[Catatan dari sebuah dataset]

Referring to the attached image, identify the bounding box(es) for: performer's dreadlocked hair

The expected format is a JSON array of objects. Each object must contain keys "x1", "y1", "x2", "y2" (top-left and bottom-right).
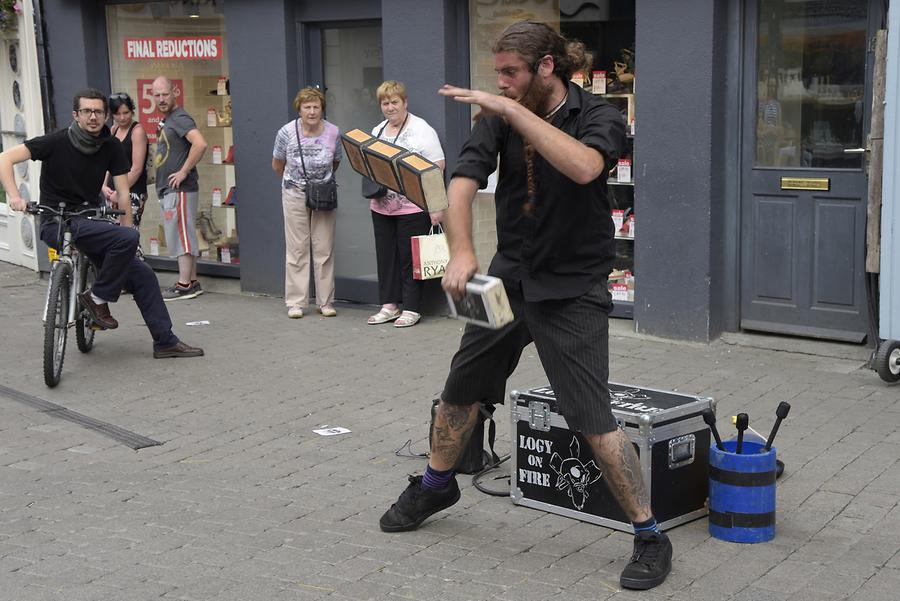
[{"x1": 491, "y1": 21, "x2": 591, "y2": 81}]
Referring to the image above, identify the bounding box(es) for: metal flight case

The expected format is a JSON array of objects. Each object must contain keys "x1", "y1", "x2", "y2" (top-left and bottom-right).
[{"x1": 510, "y1": 382, "x2": 715, "y2": 532}]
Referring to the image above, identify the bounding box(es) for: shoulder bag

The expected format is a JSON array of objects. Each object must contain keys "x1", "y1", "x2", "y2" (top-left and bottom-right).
[{"x1": 294, "y1": 119, "x2": 337, "y2": 211}]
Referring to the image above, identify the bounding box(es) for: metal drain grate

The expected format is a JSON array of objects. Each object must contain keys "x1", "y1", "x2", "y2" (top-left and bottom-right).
[{"x1": 0, "y1": 385, "x2": 162, "y2": 451}]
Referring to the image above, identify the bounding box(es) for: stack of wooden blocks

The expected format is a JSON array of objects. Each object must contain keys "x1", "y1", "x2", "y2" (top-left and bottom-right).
[{"x1": 341, "y1": 129, "x2": 447, "y2": 213}]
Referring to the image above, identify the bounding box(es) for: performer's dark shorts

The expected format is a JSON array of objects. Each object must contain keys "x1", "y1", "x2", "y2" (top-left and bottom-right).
[{"x1": 441, "y1": 279, "x2": 616, "y2": 434}]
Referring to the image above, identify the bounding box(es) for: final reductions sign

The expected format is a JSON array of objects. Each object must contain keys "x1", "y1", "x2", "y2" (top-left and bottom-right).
[{"x1": 125, "y1": 36, "x2": 222, "y2": 61}]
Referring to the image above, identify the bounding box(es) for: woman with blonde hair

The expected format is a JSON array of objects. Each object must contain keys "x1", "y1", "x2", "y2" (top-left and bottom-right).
[
  {"x1": 368, "y1": 80, "x2": 444, "y2": 328},
  {"x1": 272, "y1": 87, "x2": 343, "y2": 319}
]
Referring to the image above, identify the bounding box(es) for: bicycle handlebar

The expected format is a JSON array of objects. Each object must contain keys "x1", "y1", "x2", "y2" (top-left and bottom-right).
[{"x1": 25, "y1": 201, "x2": 125, "y2": 217}]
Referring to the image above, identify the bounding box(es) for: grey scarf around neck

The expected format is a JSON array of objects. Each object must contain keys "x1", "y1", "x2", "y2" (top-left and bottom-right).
[{"x1": 69, "y1": 121, "x2": 112, "y2": 155}]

# [TUJUAN TUGAS]
Temukan setiap baris dalam catatan di atas yang memuat kata "metal", lalu salin semua baris tersebut.

# [JAWABAN TUGAS]
Referring to the image above, identify the bounding box(es) for: metal flight case
Referring to the image above, identify the bounding box(es) for: metal drain grate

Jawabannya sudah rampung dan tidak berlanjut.